● Text block:
+ + + +
[Top][All Lists]

[Date Prev][Date Next][Thread Prev][Thread Next][Date Index][Thread Index]

Re: Interface for SCSI transactions ?

From: olafBuddenhagen
Subject: Re: Interface for SCSI transactions ?
Date: Fri, 7 Oct 2011 08:39:34 +0200
User-agent: Mutt/1.5.21 (2010-09-15)


On Sun, Oct 02, 2011 at 01:44:56PM +0200, Thomas Schmitt wrote:
> Olaf Buddenhagen wrote:

> > I could try to reach a consensus with Samuel, and present it to you as a
> > fixed decision 
> In the end it will happen that way.
> After all it is you who have the overall interest in Hurd, whereas
> i am mainly striving for getting GNU xorriso work on GNU/Hurd with
> similar capabilities as on GNU/Linux.

Well, the problem is that if we decide on a solution you don't like, you
won't be very motivated to follow it :-) That's why I'd prefer a
solution in consensus between all involved parties, i.e. You, Samuel,
and me.

> I still think that the time is ripe to decide my two questions.

> - Really implement a new method of struct device_emulation_ops ?

> - Transmit parameters as structs
>   (rather than fan out all parameters to the RFC definition) ?

The fact that we are still discussing implications (and coming up with
new twists) shows that we are not really ready for a decision yet... :-(

> but what about overall Hurd architecture ?)

We are actually talking about a Mach interface here. As I already
pointed out a couple of times, the Mach device interface in particular
is not very hurdish at all. Furthermore considering that the kernel
driver interface will be temporary anyways, I'm not really concerned
about compromising the Hurd architecture... (As I already explained, I
have given up on the idea of reusing the same interface for userspace
drivers, which will use a real hurdish interface of course.) I now
mostly want to avoid overengineering, *especially* since this is
temporary and peripherial.

> > Actually, we discussed three options here: a) explicit RPC parameters
> > for everything; b) transfer all fixed size fields in a single struct
> > represented as a flat byte array, and all variable-size fields as
> > separate parameters; or c) do custom marshalling (RPC-over-RPC).
> I dropped (c) for expected performance problems.

Hm, right... I failed to include the fourth variant in my list: the
interface you proposed -- that is, payload as explicit parameter, but
everything else (including variable-length bits) flattened -- is
actually something in between (b) and (c). Let's call it (b+) :-)

Also, (b) actually allows two distinct variations: naive flattening, or
explicit manual serialization. (Like the one used for (b+) and (c), but
simpler without variable-length fields.) For completeness, let's use
(b') for the variant with explicit serialisation.

> > > Yes on 2: New struct members could be added in a binary compatible
> > > way.
> > That's actually not true. 
> > [... ] you would have to
> > manually match version numbers and do case-specific handling in your
> > custom RPC-over-RPC handling code.
> Believe me that i have some experience with keeping ABIs stable
> while not hampering their evolution. It would work with (b) and (c)
> (as well as with my idea of (b) being capable of mixed processing
> architectuires). 
> Adding a new member to the end of a struct is easy. One only needs a
> version indicator among the members of the first version.
+ + + +
● Problems to work on:
a) Pull out every line of the listing that contains the string "tail".
b) Proceed with the mailing-list reply about an interface for SCSI transactions, picking up after its last sentence.

● Data for this task:
+ + + +
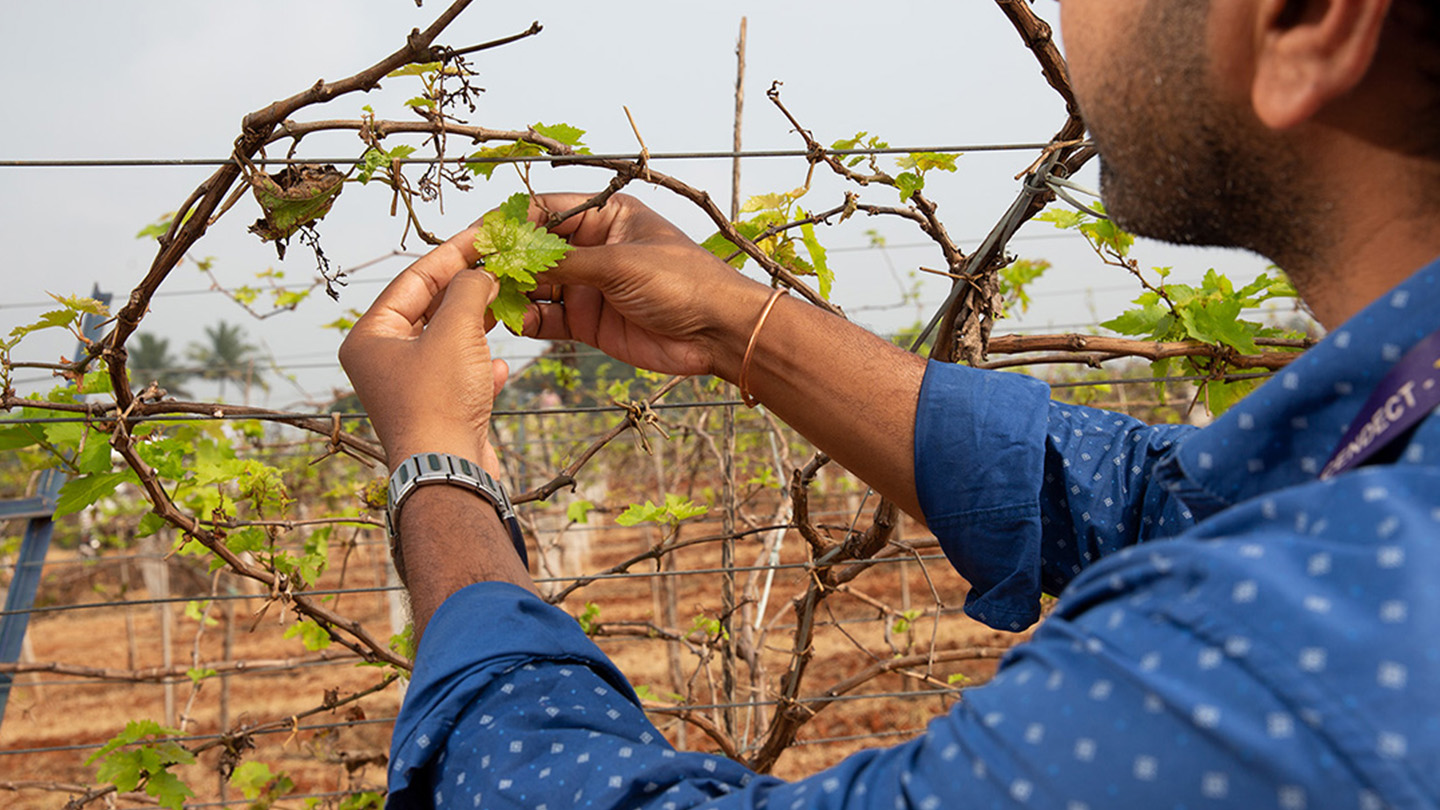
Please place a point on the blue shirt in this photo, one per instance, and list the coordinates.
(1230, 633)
+ + + +
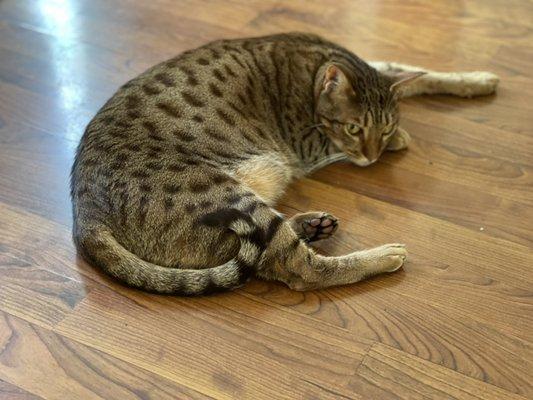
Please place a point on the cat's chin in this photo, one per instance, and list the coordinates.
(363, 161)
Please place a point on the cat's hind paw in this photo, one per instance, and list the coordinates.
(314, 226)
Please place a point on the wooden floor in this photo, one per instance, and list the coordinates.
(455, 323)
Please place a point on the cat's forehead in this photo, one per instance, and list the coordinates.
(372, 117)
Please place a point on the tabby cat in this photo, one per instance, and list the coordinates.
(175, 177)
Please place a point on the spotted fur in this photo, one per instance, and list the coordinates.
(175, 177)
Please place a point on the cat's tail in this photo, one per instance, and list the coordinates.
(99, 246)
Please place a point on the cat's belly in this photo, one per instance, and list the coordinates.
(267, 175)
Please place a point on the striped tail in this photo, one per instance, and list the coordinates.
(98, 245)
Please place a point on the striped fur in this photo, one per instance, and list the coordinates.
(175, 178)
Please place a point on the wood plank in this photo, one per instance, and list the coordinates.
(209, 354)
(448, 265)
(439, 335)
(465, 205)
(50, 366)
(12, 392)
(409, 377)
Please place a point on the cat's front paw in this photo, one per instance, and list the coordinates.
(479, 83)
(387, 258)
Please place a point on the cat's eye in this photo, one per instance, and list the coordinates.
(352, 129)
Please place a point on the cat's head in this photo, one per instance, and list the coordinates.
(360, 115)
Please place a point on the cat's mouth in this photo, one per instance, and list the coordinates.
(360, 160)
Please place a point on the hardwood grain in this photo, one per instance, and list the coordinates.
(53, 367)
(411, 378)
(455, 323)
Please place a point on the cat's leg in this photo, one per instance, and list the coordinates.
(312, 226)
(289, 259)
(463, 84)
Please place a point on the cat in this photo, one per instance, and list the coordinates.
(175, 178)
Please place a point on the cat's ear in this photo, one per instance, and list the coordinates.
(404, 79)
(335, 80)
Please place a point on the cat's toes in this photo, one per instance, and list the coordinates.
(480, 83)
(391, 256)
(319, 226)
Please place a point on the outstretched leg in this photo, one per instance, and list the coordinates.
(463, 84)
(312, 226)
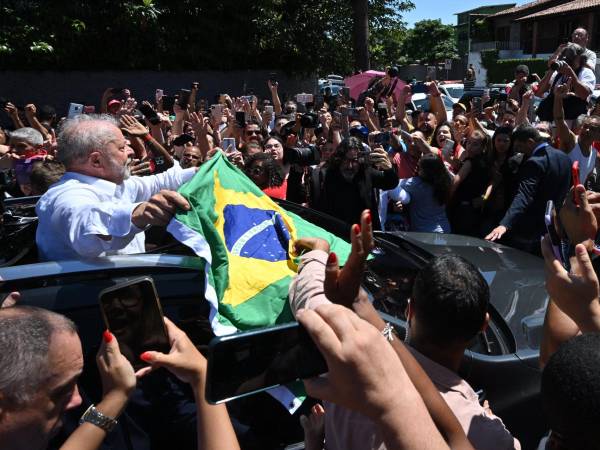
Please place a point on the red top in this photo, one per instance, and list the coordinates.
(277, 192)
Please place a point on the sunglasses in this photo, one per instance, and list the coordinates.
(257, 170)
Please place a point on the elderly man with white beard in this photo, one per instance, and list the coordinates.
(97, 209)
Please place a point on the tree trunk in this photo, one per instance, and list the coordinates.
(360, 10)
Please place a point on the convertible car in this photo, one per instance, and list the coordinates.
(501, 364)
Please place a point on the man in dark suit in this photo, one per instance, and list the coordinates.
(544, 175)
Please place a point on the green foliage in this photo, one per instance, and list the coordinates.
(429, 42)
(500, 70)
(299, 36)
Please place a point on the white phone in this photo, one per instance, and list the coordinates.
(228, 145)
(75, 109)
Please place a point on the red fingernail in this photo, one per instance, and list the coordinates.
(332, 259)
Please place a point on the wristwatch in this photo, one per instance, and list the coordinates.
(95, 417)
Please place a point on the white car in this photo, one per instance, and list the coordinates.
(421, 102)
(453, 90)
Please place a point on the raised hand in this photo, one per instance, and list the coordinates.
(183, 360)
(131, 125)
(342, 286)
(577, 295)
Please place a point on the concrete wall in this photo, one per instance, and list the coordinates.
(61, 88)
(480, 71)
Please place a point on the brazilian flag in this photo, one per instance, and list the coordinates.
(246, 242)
+ + + +
● Answer set:
a)
Please place a point on the cat's tail in this photo, one per instance, and list the coordinates.
Please place a point on the striped tail in this photo, one per instance, and list the coordinates.

b)
I don't question your experience :-) Admittedly this wasn't very clear
in my last mail: my point is simply that while it certainly *is*
possible to keep using the RPC with the same formal prototype (as long
as we do not properly expose all the fields as individual parameters),
this is not really useful: we would need separate handling of the
variants in the client and server code anyways -- so we can just as well
explicitly introduce a new RPC with different parameters, while keeping
the original one unchanged. That's the proper way to provide
client/server compatibility in the Hurd. It wouldn't be the first time
we do this.

A more interesting question is: in what direction we keep compatibility?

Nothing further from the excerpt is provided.